(Collected data)
===============

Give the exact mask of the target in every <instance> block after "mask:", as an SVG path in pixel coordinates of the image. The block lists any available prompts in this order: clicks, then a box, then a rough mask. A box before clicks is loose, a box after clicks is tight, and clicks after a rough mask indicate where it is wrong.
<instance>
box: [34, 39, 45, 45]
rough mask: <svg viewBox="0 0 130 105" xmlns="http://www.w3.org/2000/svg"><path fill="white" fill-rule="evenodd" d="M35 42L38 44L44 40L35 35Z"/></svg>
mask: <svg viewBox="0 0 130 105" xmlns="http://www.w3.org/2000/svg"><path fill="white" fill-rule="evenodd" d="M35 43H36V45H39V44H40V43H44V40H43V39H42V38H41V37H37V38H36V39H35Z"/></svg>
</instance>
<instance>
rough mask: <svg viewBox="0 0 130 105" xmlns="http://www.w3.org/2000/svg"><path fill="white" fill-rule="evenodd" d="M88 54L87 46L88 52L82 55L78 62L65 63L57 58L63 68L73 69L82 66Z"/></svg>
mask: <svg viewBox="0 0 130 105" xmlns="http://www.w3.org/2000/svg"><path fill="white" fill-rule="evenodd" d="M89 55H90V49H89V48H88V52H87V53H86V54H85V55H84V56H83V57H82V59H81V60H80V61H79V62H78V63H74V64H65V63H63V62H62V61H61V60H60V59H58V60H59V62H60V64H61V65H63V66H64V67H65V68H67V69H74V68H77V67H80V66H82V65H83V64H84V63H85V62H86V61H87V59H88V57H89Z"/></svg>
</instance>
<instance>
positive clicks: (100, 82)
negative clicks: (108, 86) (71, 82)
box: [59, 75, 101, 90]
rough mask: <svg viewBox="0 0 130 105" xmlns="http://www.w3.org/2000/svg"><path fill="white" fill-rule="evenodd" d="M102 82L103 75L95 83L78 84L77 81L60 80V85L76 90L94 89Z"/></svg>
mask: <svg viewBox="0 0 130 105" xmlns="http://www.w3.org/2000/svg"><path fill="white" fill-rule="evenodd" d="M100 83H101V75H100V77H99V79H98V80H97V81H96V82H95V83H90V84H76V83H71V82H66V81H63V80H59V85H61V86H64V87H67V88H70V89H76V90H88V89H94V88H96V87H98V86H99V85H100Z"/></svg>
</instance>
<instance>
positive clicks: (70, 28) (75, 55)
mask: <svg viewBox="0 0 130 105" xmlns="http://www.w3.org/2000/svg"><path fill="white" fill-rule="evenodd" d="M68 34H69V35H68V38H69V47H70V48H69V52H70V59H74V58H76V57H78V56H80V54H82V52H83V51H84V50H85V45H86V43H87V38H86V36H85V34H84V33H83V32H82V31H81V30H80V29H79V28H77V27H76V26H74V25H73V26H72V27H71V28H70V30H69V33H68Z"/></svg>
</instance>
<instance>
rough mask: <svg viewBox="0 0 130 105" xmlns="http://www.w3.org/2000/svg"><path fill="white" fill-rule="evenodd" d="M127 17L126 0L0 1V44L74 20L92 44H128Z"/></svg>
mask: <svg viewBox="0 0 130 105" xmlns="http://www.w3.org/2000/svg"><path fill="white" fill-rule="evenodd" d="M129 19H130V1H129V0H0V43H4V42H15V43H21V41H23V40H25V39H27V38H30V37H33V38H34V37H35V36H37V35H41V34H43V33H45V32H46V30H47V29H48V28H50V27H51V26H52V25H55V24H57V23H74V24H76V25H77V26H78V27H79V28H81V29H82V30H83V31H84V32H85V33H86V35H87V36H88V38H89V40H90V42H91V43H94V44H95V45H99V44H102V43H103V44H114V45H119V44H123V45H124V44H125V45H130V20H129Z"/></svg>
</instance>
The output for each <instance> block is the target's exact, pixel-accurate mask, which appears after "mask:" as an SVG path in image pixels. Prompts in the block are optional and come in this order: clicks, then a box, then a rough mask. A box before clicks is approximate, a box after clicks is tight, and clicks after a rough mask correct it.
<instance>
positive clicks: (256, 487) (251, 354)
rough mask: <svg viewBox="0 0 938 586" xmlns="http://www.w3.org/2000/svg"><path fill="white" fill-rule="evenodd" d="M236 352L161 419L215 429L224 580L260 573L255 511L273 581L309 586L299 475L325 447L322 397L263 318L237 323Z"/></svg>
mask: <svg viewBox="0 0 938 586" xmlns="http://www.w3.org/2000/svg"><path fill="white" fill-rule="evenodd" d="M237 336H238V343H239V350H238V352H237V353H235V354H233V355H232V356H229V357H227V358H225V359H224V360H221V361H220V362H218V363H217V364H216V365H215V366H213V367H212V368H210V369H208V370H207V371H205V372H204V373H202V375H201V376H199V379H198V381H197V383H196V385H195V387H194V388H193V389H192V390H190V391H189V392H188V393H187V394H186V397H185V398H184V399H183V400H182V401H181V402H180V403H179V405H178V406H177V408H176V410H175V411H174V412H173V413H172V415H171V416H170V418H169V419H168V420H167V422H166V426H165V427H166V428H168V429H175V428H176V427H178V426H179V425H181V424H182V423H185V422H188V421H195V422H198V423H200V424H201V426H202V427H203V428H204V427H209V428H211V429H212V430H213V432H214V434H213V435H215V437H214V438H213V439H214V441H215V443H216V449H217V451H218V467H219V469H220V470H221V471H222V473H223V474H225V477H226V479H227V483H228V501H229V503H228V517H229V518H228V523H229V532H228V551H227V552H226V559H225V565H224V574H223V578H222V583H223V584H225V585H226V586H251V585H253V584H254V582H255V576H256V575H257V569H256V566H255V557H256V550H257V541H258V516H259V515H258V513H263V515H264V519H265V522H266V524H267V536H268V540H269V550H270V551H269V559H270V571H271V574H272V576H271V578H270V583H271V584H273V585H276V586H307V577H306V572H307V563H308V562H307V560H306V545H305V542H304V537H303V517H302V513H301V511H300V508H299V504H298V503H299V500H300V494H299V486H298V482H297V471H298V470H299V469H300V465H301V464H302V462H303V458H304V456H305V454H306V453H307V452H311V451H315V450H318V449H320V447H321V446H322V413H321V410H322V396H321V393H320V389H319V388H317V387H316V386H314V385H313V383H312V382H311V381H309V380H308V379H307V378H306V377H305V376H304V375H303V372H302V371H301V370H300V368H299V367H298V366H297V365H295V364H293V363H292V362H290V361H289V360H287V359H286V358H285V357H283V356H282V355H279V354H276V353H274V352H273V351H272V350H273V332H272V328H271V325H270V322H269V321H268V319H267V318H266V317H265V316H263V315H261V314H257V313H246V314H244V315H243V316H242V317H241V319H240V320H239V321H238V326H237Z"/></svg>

===============

* TASK GOAL: Where the word "target" appears in a line of the data above, tally that line; then give the total and nothing more.

* ANSWER BOX: 2